_GIVEN REQUEST A_
Reproduce the passage of the forum thread on old money from "At school, I" up to and including "well off :king:!".
_GIVEN REQUEST B_
In the forum thread on old money, in what year did qwertyman first read 'Money'?

== PASSAGE TO READ ==

Ironically the $0.01 still exists electronically in the bank account and debit and credit cards worlds although cash purchases are now rounded to the nearest 5 cents.




words said:


> and before them log tables.


I think, that outside school, log tables would make you stop and think twice about whether the problem really needed to be solved.:applause:


----------



## qwertyman (Sep 30, 2013)

I thought this was going to be about Martin Amis's fantastic novel...sucker punched. I've swapped cynical for gullible...sigh.

I remember when I first read 'Money', 1985. I've just read it again brilliant and it only cost me £2:95.

Heigh ho!


----------



## philistine (Oct 4, 2013)

Great read, Olly. 

Can it not also be pronounced 'hay-penny', with a slight 'uh' in the 'penny'? Also, 'threh-penny' in the same fashion? If not, I'd like to have some strong words with Charles Laughton, if it were at all possible.


----------



## Trilby (Oct 4, 2013)

Well guys, you're beginning to sound like my grandfather who had sayings like...

'I can remember when you could get half a dozen boxes of matches for a halfpenny and you could buy a pennyworth of bacon.' Aaaaa! the good ol' days.

At school, I was taught LSD (pounds, shillings and pence) - yds ft and ins (yards, feet and inches) and lbs and ozs (pounds and ounces) etc. With the exception of money, I still see things in these weights and measures. I can visualize what; 5ins, 2ft, 6ft or 2yrds - 2ozs, 6ozs or 1lb looks like, whereas when it comes to metric weights and measures, I have no idea. When I think of a meter, I imagine a yard with an extra 4ins.

Talking of old money, when I was a child we may not have been rich, but we didn't have to take on a mortgage to buy a lobster - prosperity! We didn't know when we were well off :king:!

Edit - afterthought;

The new half pence was near enough equivalent to the old penny, but we did away with that. The new pence is as near as damn it to two and a half old pence- so really we no longer have anything that corresponds with the old penny.


----------



## philistine (Oct 4, 2013)

Trilby said:


> Well guys, you're beginning to sound like my grandfather who had sayings like...
> 
> 'I can remember when you could get half a dozen boxes of matches for a halfpenny and you could buy a pennyworth of bacon.' Aaaaa! the good ol' days.
> 
> ...



I'm not entirely clued in as to the particulars of old money (though thanks to the ravings of my grandfather, I suppose I'm better informed than most young ruffians!), though I have a good understanding of both imperial and metric. I think having a working knowledge of both can be quite useful, rather than relying on one system for one measurement, and another for a different kind.


----------



## Kevin (Oct 4, 2013)

> “I loved it the way it used to confuse Americans, they would just hold out a handful of change with a bewildered look”.

===
== PROVIDED RECORDS ==

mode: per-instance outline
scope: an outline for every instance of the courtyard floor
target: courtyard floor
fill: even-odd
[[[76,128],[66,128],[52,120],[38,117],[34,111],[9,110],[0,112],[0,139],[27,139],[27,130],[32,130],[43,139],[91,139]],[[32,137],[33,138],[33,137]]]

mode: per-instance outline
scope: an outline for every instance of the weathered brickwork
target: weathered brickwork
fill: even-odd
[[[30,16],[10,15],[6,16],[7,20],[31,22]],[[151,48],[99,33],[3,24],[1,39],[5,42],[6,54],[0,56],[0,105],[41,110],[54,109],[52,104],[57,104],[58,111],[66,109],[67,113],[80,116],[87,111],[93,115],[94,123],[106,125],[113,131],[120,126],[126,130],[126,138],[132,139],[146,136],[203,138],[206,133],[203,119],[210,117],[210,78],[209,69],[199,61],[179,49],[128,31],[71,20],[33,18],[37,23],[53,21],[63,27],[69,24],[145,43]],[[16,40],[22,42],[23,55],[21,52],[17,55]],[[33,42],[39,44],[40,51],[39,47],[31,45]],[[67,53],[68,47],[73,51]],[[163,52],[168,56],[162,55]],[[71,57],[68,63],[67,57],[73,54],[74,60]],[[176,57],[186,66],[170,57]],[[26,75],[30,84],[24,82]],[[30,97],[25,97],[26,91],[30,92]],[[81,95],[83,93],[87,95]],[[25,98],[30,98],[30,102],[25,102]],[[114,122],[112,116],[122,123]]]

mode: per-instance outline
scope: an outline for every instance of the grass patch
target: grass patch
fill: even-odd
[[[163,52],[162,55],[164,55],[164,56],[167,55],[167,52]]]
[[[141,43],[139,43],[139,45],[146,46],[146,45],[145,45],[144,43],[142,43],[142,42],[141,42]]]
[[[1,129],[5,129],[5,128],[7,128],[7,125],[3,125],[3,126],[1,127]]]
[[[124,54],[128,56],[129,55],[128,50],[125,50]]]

===

_FULL SOLUTION A_
At school, I was taught LSD (pounds, shillings and pence) - yds ft and ins (yards, feet and inches) and lbs and ozs (pounds and ounces) etc. With the exception of money, I still see things in these weights and measures. I can visualize what; 5ins, 2ft, 6ft or 2yrds - 2ozs, 6ozs or 1lb looks like, whereas when it comes to metric weights and measures, I have no idea. When I think of a meter, I imagine a yard with an extra 4ins.

Talking of old money, when I was a child we may not have been rich, but we didn't have to take on a mortgage to buy a lobster - prosperity! We didn't know when we were well off :king:!

_FULL SOLUTION B_
1985